┌─ Records shown

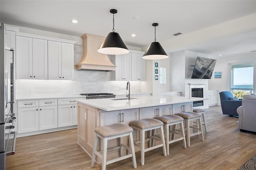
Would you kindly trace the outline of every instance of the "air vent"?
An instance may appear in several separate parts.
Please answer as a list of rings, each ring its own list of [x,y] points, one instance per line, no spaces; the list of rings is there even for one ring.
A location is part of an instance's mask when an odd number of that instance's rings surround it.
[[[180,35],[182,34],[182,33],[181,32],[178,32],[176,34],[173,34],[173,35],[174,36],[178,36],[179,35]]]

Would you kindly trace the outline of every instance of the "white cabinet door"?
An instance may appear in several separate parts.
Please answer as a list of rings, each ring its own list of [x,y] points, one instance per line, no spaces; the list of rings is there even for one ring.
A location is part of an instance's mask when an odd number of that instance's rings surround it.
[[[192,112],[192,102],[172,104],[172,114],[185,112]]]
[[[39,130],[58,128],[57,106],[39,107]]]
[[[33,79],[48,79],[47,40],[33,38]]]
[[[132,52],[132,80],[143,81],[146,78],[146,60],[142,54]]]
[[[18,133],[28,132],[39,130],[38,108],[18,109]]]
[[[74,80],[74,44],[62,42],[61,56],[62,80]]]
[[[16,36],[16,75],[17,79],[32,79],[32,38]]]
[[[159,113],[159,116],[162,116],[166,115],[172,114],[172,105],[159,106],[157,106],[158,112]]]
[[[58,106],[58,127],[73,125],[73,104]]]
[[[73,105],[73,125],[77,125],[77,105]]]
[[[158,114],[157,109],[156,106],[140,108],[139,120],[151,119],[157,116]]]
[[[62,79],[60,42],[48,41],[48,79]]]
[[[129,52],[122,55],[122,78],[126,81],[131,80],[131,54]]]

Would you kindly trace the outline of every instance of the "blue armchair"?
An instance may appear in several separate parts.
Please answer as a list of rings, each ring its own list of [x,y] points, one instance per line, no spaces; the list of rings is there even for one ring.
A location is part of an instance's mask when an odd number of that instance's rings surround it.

└─

**Problem**
Go through the entries above and print each one exactly, minus the pictures.

**Reply to the exercise**
Would you kindly trace the outline of every instance of the "air vent"?
An instance may appear in several separate parts.
Please answer as a list of rings, each ring its own list of [x,y] points, one instance per line, no spaces; the list of rings is there even for one ring.
A location is part of an instance's mask when an odd number of that instance's rings surround it.
[[[180,35],[182,34],[182,33],[181,32],[178,32],[176,34],[173,34],[173,35],[174,36],[178,36],[179,35]]]

Would you kindly trace the outline of every instance of the "white cabinet door"?
An instance may appear in several separate parts.
Please answer as a list of rings, each ring its own list of [x,y] points, one instance per line, no spaces; the list of rings is there even for one ring.
A location is part of an instance's mask when an odd number of that instance's rings surround it.
[[[192,112],[192,102],[172,104],[172,114],[185,112]]]
[[[39,130],[58,128],[57,106],[39,107]]]
[[[33,79],[48,79],[47,40],[33,38]]]
[[[132,52],[132,80],[143,81],[146,78],[146,60],[142,54]]]
[[[18,133],[28,132],[39,130],[38,108],[18,109]]]
[[[74,80],[74,44],[62,42],[61,56],[62,80]]]
[[[16,36],[16,75],[17,79],[32,79],[32,38]]]
[[[159,113],[159,116],[162,116],[166,115],[172,114],[172,105],[159,106],[157,106],[158,112]]]
[[[58,106],[58,127],[73,125],[73,104]]]
[[[73,105],[73,125],[77,125],[77,105]]]
[[[158,114],[157,109],[156,106],[140,108],[139,120],[151,119],[157,116]]]
[[[62,79],[60,42],[48,41],[48,79]]]
[[[129,52],[122,55],[122,78],[126,81],[131,80],[131,54]]]

Would you kindly trace the outline of every instance of the "blue armchair"?
An instance may appear in several separate parts.
Please answer as a list of rings, each ring its own list of [x,y] points, one instance per line, no spaces; the list of rings is there even for one ring.
A location is part of an instance's mask when an odd number of that instance's rings surround it.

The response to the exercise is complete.